----- DATA TO PROCESS -----

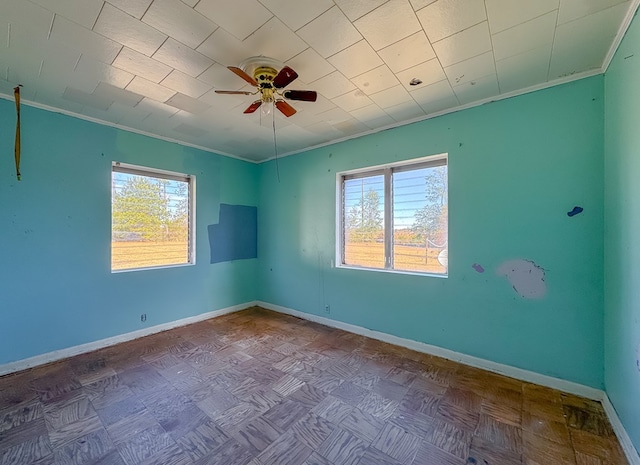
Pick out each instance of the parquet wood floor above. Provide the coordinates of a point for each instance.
(260, 388)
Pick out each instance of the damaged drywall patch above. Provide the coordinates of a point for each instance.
(526, 278)
(235, 237)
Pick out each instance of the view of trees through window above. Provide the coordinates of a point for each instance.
(150, 221)
(418, 222)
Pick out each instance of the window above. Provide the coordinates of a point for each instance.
(395, 217)
(152, 218)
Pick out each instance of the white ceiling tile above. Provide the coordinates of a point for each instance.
(388, 23)
(92, 70)
(176, 55)
(436, 106)
(135, 8)
(239, 17)
(419, 4)
(354, 9)
(179, 21)
(86, 99)
(352, 100)
(355, 60)
(310, 65)
(377, 79)
(185, 84)
(526, 36)
(137, 63)
(408, 52)
(220, 77)
(372, 114)
(150, 89)
(119, 26)
(335, 115)
(447, 17)
(405, 111)
(433, 93)
(428, 72)
(35, 20)
(186, 103)
(224, 102)
(116, 94)
(225, 48)
(477, 90)
(391, 97)
(463, 45)
(82, 12)
(471, 69)
(582, 44)
(295, 13)
(333, 84)
(69, 34)
(275, 40)
(342, 35)
(574, 9)
(524, 70)
(504, 14)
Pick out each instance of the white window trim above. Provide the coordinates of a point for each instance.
(172, 175)
(385, 169)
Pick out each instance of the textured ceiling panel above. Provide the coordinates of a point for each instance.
(154, 65)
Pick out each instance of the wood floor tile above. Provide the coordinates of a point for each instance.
(450, 438)
(312, 430)
(285, 451)
(204, 438)
(397, 443)
(31, 450)
(363, 425)
(86, 449)
(432, 455)
(343, 448)
(259, 388)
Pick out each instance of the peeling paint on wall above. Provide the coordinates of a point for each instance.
(526, 278)
(576, 210)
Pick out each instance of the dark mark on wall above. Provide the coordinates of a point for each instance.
(576, 210)
(477, 267)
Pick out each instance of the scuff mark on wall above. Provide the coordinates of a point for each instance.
(477, 267)
(526, 278)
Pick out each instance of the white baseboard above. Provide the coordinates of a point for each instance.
(102, 343)
(625, 441)
(507, 370)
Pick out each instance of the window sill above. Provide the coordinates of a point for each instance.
(380, 270)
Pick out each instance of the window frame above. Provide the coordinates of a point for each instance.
(190, 179)
(387, 171)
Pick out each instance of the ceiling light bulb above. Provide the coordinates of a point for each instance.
(266, 108)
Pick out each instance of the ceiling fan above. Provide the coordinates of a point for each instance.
(262, 72)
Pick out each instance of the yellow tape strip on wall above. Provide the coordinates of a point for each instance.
(16, 93)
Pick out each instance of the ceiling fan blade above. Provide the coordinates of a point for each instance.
(304, 95)
(234, 92)
(253, 107)
(285, 77)
(243, 75)
(286, 109)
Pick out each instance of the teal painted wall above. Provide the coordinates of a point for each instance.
(516, 167)
(622, 232)
(56, 287)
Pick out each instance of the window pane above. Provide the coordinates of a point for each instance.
(363, 214)
(150, 221)
(420, 208)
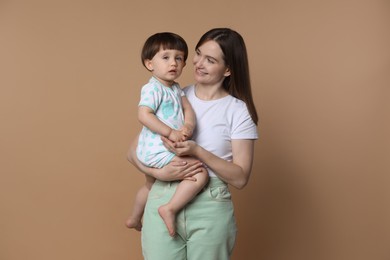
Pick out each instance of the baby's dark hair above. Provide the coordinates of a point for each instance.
(166, 41)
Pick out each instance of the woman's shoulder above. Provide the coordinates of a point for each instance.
(188, 88)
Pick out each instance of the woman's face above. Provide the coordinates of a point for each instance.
(210, 68)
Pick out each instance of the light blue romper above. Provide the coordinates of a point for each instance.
(167, 106)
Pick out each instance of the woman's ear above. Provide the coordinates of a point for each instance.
(148, 64)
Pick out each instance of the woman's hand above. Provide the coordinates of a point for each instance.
(179, 170)
(186, 148)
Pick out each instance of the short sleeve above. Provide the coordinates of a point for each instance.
(244, 127)
(151, 96)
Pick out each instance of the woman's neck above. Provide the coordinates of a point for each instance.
(210, 92)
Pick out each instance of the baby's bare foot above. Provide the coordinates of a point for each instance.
(136, 224)
(168, 217)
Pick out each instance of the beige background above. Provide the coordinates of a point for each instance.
(70, 79)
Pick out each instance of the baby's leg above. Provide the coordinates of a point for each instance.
(185, 192)
(135, 219)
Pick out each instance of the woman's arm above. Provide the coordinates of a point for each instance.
(171, 172)
(189, 117)
(236, 173)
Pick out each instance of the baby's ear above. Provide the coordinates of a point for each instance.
(227, 72)
(148, 64)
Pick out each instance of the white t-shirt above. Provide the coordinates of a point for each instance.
(220, 121)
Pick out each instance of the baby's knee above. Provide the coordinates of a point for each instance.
(203, 176)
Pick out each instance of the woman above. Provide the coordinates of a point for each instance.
(223, 141)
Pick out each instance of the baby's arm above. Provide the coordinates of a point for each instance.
(147, 117)
(189, 118)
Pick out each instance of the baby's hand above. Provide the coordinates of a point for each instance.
(176, 136)
(187, 132)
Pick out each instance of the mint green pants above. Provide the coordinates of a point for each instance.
(205, 228)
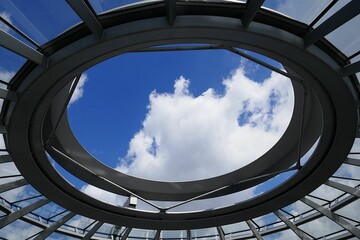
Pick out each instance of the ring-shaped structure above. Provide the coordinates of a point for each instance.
(27, 116)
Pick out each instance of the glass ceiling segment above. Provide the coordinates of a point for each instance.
(41, 20)
(10, 63)
(101, 6)
(304, 11)
(346, 38)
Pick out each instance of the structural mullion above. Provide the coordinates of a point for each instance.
(157, 235)
(349, 11)
(3, 127)
(87, 15)
(7, 94)
(352, 161)
(92, 231)
(353, 191)
(17, 46)
(126, 233)
(170, 7)
(11, 185)
(5, 158)
(18, 214)
(351, 68)
(333, 216)
(253, 230)
(292, 226)
(252, 6)
(221, 233)
(49, 230)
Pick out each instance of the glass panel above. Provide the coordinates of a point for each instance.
(101, 6)
(11, 231)
(209, 233)
(80, 222)
(283, 235)
(142, 233)
(267, 221)
(49, 210)
(10, 63)
(345, 38)
(41, 20)
(173, 234)
(354, 60)
(350, 173)
(351, 210)
(320, 227)
(304, 11)
(58, 236)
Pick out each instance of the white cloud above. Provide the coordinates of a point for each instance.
(79, 90)
(3, 26)
(187, 137)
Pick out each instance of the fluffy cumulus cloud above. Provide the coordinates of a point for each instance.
(79, 90)
(187, 137)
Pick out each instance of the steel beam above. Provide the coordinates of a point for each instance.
(333, 216)
(92, 231)
(49, 230)
(349, 11)
(7, 94)
(17, 46)
(170, 7)
(157, 235)
(353, 191)
(252, 6)
(3, 129)
(89, 18)
(18, 214)
(126, 233)
(221, 233)
(5, 158)
(352, 161)
(11, 185)
(254, 231)
(351, 68)
(292, 226)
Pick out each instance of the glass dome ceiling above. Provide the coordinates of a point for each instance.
(306, 186)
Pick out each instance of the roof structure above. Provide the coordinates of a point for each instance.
(317, 157)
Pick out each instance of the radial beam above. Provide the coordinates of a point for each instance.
(17, 46)
(5, 158)
(11, 185)
(333, 216)
(18, 214)
(349, 11)
(170, 7)
(292, 226)
(157, 235)
(352, 161)
(252, 6)
(7, 94)
(351, 68)
(92, 231)
(221, 233)
(87, 15)
(353, 191)
(253, 230)
(49, 230)
(126, 234)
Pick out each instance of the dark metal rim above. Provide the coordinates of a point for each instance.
(335, 143)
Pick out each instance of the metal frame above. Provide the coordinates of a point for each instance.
(152, 32)
(171, 14)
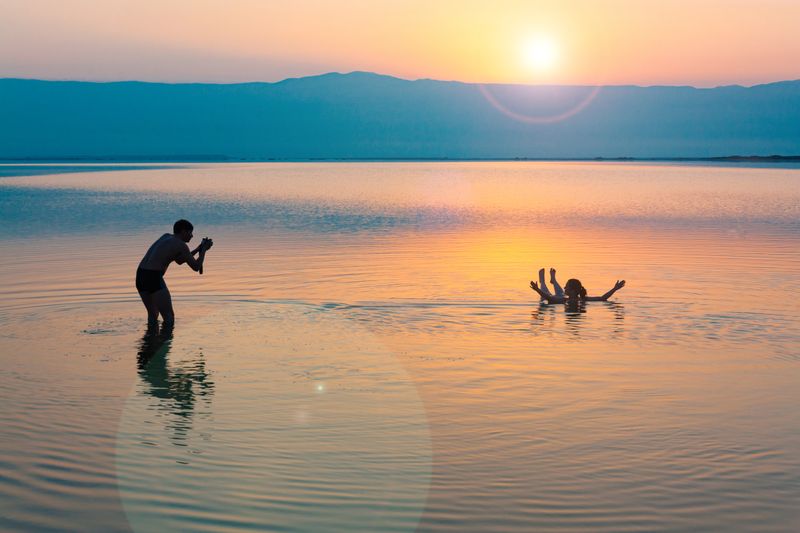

-----

### WRITTEN PROBLEM
Can you express every line of the listing above as a Markdown table with the columns Number and Line, skipping blank lines and leaving the pictures out?

### RESULT OF THIS TASK
| Number | Line |
|---|---|
| 1 | Pick out each instance of the parquet wood floor above. Provide the coordinates of a point for each instance. |
| 2 | (260, 388) |
| 3 | Pick out each instance of the damaged drywall patch above. Provide the coordinates of a point for each instance. |
| 4 | (526, 278) |
| 5 | (235, 237) |
| 6 | Pick out each instance of the view of trees through window above. Provide the coordinates of a point for each instance. |
| 7 | (150, 221) |
| 8 | (418, 222) |
| 9 | Pick out each instance of the window above. Provide the coordinates of a point for each instance. |
| 10 | (395, 217) |
| 11 | (152, 218) |
| 12 | Pick out each instance of the white ceiling tile above. Provide the coordinates of a point for each instance. |
| 13 | (388, 23) |
| 14 | (92, 70) |
| 15 | (176, 55) |
| 16 | (436, 106) |
| 17 | (135, 8) |
| 18 | (239, 17) |
| 19 | (419, 4) |
| 20 | (354, 9) |
| 21 | (179, 21) |
| 22 | (86, 99) |
| 23 | (352, 100) |
| 24 | (355, 60) |
| 25 | (310, 65) |
| 26 | (377, 79) |
| 27 | (185, 84) |
| 28 | (526, 36) |
| 29 | (137, 63) |
| 30 | (408, 52) |
| 31 | (220, 77) |
| 32 | (372, 114) |
| 33 | (150, 89) |
| 34 | (119, 26) |
| 35 | (335, 115) |
| 36 | (447, 17) |
| 37 | (405, 111) |
| 38 | (433, 93) |
| 39 | (428, 72) |
| 40 | (35, 20) |
| 41 | (186, 103) |
| 42 | (224, 102) |
| 43 | (116, 94) |
| 44 | (225, 48) |
| 45 | (477, 90) |
| 46 | (391, 97) |
| 47 | (463, 45) |
| 48 | (82, 12) |
| 49 | (471, 69) |
| 50 | (582, 44) |
| 51 | (295, 13) |
| 52 | (333, 84) |
| 53 | (69, 34) |
| 54 | (275, 40) |
| 55 | (342, 35) |
| 56 | (574, 9) |
| 57 | (524, 70) |
| 58 | (504, 14) |
| 59 | Pick out each instance of the white window trim above. Provide the coordinates of a point for each instance. |
| 60 | (172, 175) |
| 61 | (385, 169) |
| 62 | Pick out each instance of the textured ceiling panel above. Provide the coordinates of a point for each instance. |
| 63 | (154, 65) |
| 64 | Pick out each instance of the wood floor tile above. Provide the coordinates of a point for each instance. |
| 65 | (450, 438) |
| 66 | (312, 430) |
| 67 | (285, 451) |
| 68 | (204, 438) |
| 69 | (397, 443) |
| 70 | (31, 450) |
| 71 | (363, 425) |
| 72 | (86, 449) |
| 73 | (432, 455) |
| 74 | (343, 448) |
| 75 | (259, 388) |
| 76 | Pick out each instance of the peeling paint on wall above. Provide the coordinates of a point for each instance. |
| 77 | (526, 278) |
| 78 | (576, 210) |
| 79 | Pick out each instance of the dark mark on wall above. Provide the coordinates of a point for each instance. |
| 80 | (576, 210) |
| 81 | (477, 267) |
| 82 | Pick out each instance of the scuff mark on wall above. Provide the coordinates of a point for each instance. |
| 83 | (477, 267) |
| 84 | (526, 278) |
| 85 | Pick out each instance of the white baseboard above. Provide the coordinates of a point for each instance. |
| 86 | (102, 343) |
| 87 | (625, 441) |
| 88 | (507, 370) |
| 89 | Pick out each instance of the window sill above. Provide the coordinates of a point for each instance. |
| 90 | (380, 270) |
| 91 | Pick out each instance of the window frame above. Provide the coordinates of a point for each instance. |
| 92 | (190, 179) |
| 93 | (387, 171) |
| 94 | Pick out each instance of the ceiling light bulb above. Provide the coordinates of a point for each instance. |
| 95 | (266, 108) |
| 96 | Pick out each instance of the ceiling fan above. Provide the coordinates of a point for each instance. |
| 97 | (262, 72) |
| 98 | Pick out each instance of the yellow tape strip on wall above. Provide the coordinates of a point for each instance. |
| 99 | (16, 93) |
| 100 | Pick out each instance of the ceiling fan blade above. Provide the coordinates of a point for each instance. |
| 101 | (304, 95) |
| 102 | (234, 92) |
| 103 | (253, 107) |
| 104 | (285, 77) |
| 105 | (243, 75) |
| 106 | (286, 109) |
| 107 | Pick out each instance of the teal painted wall above. Provide the coordinates of a point for each instance. |
| 108 | (516, 167) |
| 109 | (622, 232) |
| 110 | (56, 287) |
| 111 | Pick out each instance of the window pane above. Provide the coordinates of a point for each instance. |
| 112 | (363, 214) |
| 113 | (150, 221) |
| 114 | (420, 208) |
| 115 | Pick out each instance of the baby's dark hair above. Provide the coordinates of a point for each instance. |
| 116 | (166, 41) |
| 117 | Pick out each instance of the woman's shoulder above. Provide the coordinates of a point for each instance. |
| 118 | (188, 88) |
| 119 | Pick out each instance of the woman's face above. Provide the coordinates of a point for each instance. |
| 120 | (210, 68) |
| 121 | Pick out each instance of the light blue romper above. Provide the coordinates of a point for each instance. |
| 122 | (167, 106) |
| 123 | Pick out each instance of the woman's ear above. Provide the coordinates of a point for each instance. |
| 124 | (148, 64) |
| 125 | Pick out each instance of the woman's hand above. Provide the coordinates of a point for each instance. |
| 126 | (179, 170) |
| 127 | (186, 148) |
| 128 | Pick out each instance of the short sleeve above. Provide the coordinates of a point for each instance. |
| 129 | (244, 127) |
| 130 | (151, 96) |
| 131 | Pick out each instance of the woman's neck above. Provide the coordinates of a point for each instance. |
| 132 | (210, 92) |
| 133 | Pick out each instance of the baby's bare foot above. Provide the coordinates of a point for each instance. |
| 134 | (136, 224) |
| 135 | (168, 217) |
| 136 | Pick out each instance of the beige background above. Provide the coordinates of a point for each instance. |
| 137 | (70, 79) |
| 138 | Pick out each instance of the baby's leg above. Provide the coordinates of a point for each instance. |
| 139 | (185, 192) |
| 140 | (135, 219) |
| 141 | Pick out each instance of the woman's arm above. Provide the coordinates of a point for each instance. |
| 142 | (171, 172) |
| 143 | (189, 117) |
| 144 | (236, 173) |
| 145 | Pick out each instance of the baby's ear above. Provide the coordinates of a point for each instance. |
| 146 | (227, 72) |
| 147 | (148, 64) |
| 148 | Pick out each instance of the white t-shirt above. Provide the coordinates of a point for each instance. |
| 149 | (220, 121) |
| 150 | Pick out each instance of the baby's knee above. Provide the coordinates of a point for each instance. |
| 151 | (203, 176) |
| 152 | Pick out each instance of the woman above. Provide the coordinates of a point for each instance. |
| 153 | (223, 141) |
| 154 | Pick out each instance of the baby's arm above. Provide the coordinates of a point for each instance. |
| 155 | (147, 117) |
| 156 | (189, 118) |
| 157 | Pick out each instance of the baby's hand above. Provide the coordinates of a point for each instance. |
| 158 | (176, 136) |
| 159 | (187, 132) |
| 160 | Pick out each instance of the mint green pants above. Provide the coordinates of a point for each instance. |
| 161 | (205, 228) |
| 162 | Pick out each instance of the ring-shaped structure above. Provide the coordinates of a point for each instance. |
| 163 | (27, 116) |
| 164 | Pick out each instance of the glass ceiling segment above. Provide the coordinates of a point for each instance. |
| 165 | (41, 20) |
| 166 | (10, 63) |
| 167 | (101, 6) |
| 168 | (304, 11) |
| 169 | (346, 38) |
| 170 | Pick out each instance of the structural mullion above. Provide the coordinates of a point for each instance. |
| 171 | (157, 235) |
| 172 | (349, 11) |
| 173 | (3, 127) |
| 174 | (87, 15) |
| 175 | (7, 94) |
| 176 | (352, 161) |
| 177 | (92, 231) |
| 178 | (353, 191) |
| 179 | (17, 46) |
| 180 | (126, 233) |
| 181 | (170, 7) |
| 182 | (11, 185) |
| 183 | (5, 158) |
| 184 | (18, 214) |
| 185 | (351, 68) |
| 186 | (333, 216) |
| 187 | (253, 230) |
| 188 | (292, 226) |
| 189 | (252, 6) |
| 190 | (221, 233) |
| 191 | (49, 230) |
| 192 | Pick out each instance of the glass panel above. Provide the coordinates of a point for each instance. |
| 193 | (101, 6) |
| 194 | (11, 231) |
| 195 | (209, 233) |
| 196 | (80, 222) |
| 197 | (283, 235) |
| 198 | (142, 233) |
| 199 | (267, 221) |
| 200 | (49, 210) |
| 201 | (10, 63) |
| 202 | (345, 38) |
| 203 | (41, 20) |
| 204 | (173, 234) |
| 205 | (354, 60) |
| 206 | (350, 173) |
| 207 | (351, 210) |
| 208 | (320, 227) |
| 209 | (304, 11) |
| 210 | (58, 236) |
| 211 | Pick out each instance of the white cloud above. Provide the coordinates of a point for each instance. |
| 212 | (79, 90) |
| 213 | (3, 26) |
| 214 | (187, 137) |
| 215 | Pick out each instance of the fluffy cumulus cloud above. Provide the coordinates of a point for each instance. |
| 216 | (79, 90) |
| 217 | (187, 137) |
| 218 | Pick out each instance of the steel beam above. Provide the coordinates of a point for each instance. |
| 219 | (333, 216) |
| 220 | (92, 231) |
| 221 | (49, 230) |
| 222 | (349, 11) |
| 223 | (7, 94) |
| 224 | (17, 46) |
| 225 | (170, 7) |
| 226 | (157, 235) |
| 227 | (353, 191) |
| 228 | (252, 6) |
| 229 | (3, 129) |
| 230 | (89, 18) |
| 231 | (18, 214) |
| 232 | (126, 233) |
| 233 | (221, 233) |
| 234 | (5, 158) |
| 235 | (352, 161) |
| 236 | (11, 185) |
| 237 | (254, 231) |
| 238 | (351, 68) |
| 239 | (292, 226) |
| 240 | Pick out each instance of the glass dome ceiling above. Provide the coordinates of a point for each instance. |
| 241 | (306, 186) |
| 242 | Pick out each instance of the roof structure above. Provide the coordinates of a point for each instance. |
| 243 | (317, 157) |
| 244 | Pick out each instance of the radial beam above. Provide the coordinates of a point for each instance. |
| 245 | (17, 46) |
| 246 | (5, 158) |
| 247 | (11, 185) |
| 248 | (333, 216) |
| 249 | (18, 214) |
| 250 | (349, 11) |
| 251 | (170, 7) |
| 252 | (292, 226) |
| 253 | (157, 235) |
| 254 | (352, 161) |
| 255 | (252, 6) |
| 256 | (7, 94) |
| 257 | (351, 68) |
| 258 | (92, 231) |
| 259 | (221, 233) |
| 260 | (87, 15) |
| 261 | (353, 191) |
| 262 | (253, 230) |
| 263 | (49, 230) |
| 264 | (126, 234) |
| 265 | Pick out each instance of the dark metal rim above. Provide the coordinates of a point for each instance. |
| 266 | (335, 143) |
| 267 | Pick out each instance of the metal frame above. Provide the coordinates of a point for each instance. |
| 268 | (152, 32) |
| 269 | (171, 14) |